• [Tarefas a realizar]:
[1] Relacione os ofícios citados na frase da crônica sobre os ofícios de rua que começa com "Estou a me lembrar dos anos 40".
[2] Escreva a continuação da crônica sobre os ofícios de rua a partir da última frase apresentada.

• [Segmento do texto]:
◆ ◆ ◆ ◆ ◆ ◆ ◆
Navegando Posts em Interlúdio

Dignidade Mantida

Seu Constantino - Amolador; foto: J.E.M.

Lembranças sempre vêm quando nos deparamos com o estímulo a aguçar analogias. Quando miúdo, diariamente convivíamos com artesãos solitários ou vendedores, que se tornavam partícipes do cotidiano. Estou a me lembrar dos anos 40, quando verdureiro, engraxate, amolador, vendedor de leite de cabra a puxar por um corda alguns animais, entregador de leite, todos a passar pela calçada de nossa casa em dias certos, dando-nos uma alegria que se foi estiolando a partir do crescimento mal planejado da cidade. Recordo-me dos triciclos que traziam, do filão, da pescada num grande bagageiro em zinco, pleno de pedaços de gelo. Havia garrafeiros e catadores de papel, aqueles dando uns trocadinhos por certas garrafas, estes a pesar jornais velhos em balança manual. Sabíamos os nomes de todos, e era sempre um prazer vê-los em suas atividades. Os sons ficaram no de profundis: os guizos das cabras a tilintarem à distância eram a certeza do bom leite a ser tomado in loco; a flauta de Pã do amolador, a correria em busca de facas, canivetes, tesouras de minha mãe, navalhas de meu pai que, após cuidadoso trato, ficavam afiadíssimos. Pregões de vendedores, quando próximos ao portão, ressoavam pelo quintal, a identificar os personagens. Havia cordialidade e tempo para estreitar relações. A urbe descontrolada e imensa, a violência à espreita, a pressa que leva ao individualismo, o anonimato forçado pelas contingências, tudo contribuiu para o desaparecimento daquele maravilhamento que a criança via e ouvia. Mas a infância tem essa magia de proporcionar a tardia visitação às imagens retidas, de maneira clara, sem névoas.
◆ ◆ ◆ ◆ ◆ ◆ ◆
• [Excerto da fonte]:

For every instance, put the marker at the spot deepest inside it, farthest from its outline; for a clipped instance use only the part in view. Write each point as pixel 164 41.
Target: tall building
◆ ◆ ◆ ◆ ◆ ◆ ◆
• [Resultados das tarefas]:
[1] verdureiro, engraxate, amolador, vendedor de leite de cabra, entregador de leite

[2]
Se aquele universo acalentado, ao ser rememorado, esvaiu-se, é uma felicidade verificar um remanescente que persiste, na evidência de que nem tudo desapareceu. Aos domingos, sempre por volta do meio-dia, um amolador à antiga passa há anos pelas ruas de minha cidade-bairro, o Brooklin. De longe faz-se ouvir através de sua flauta de Pã, instrumento que remonta ao deus grego dos pastores. Hoje de plástico, na minha infância de lata ou madeira. Povos andinos, da Oceania e dos Bálcãs empregam essa flauta em suas danças e folguedos. Em nossas terras, flauta de Pã e gaita de boca ficaram associadas à presença de um amolador. Escalas rápidas ascendentes e descendentes têm as intensidades variadas determinadas pela aproximação e afastamento desse especialista. Exatamente como aquelas que ouvia quando pequeno.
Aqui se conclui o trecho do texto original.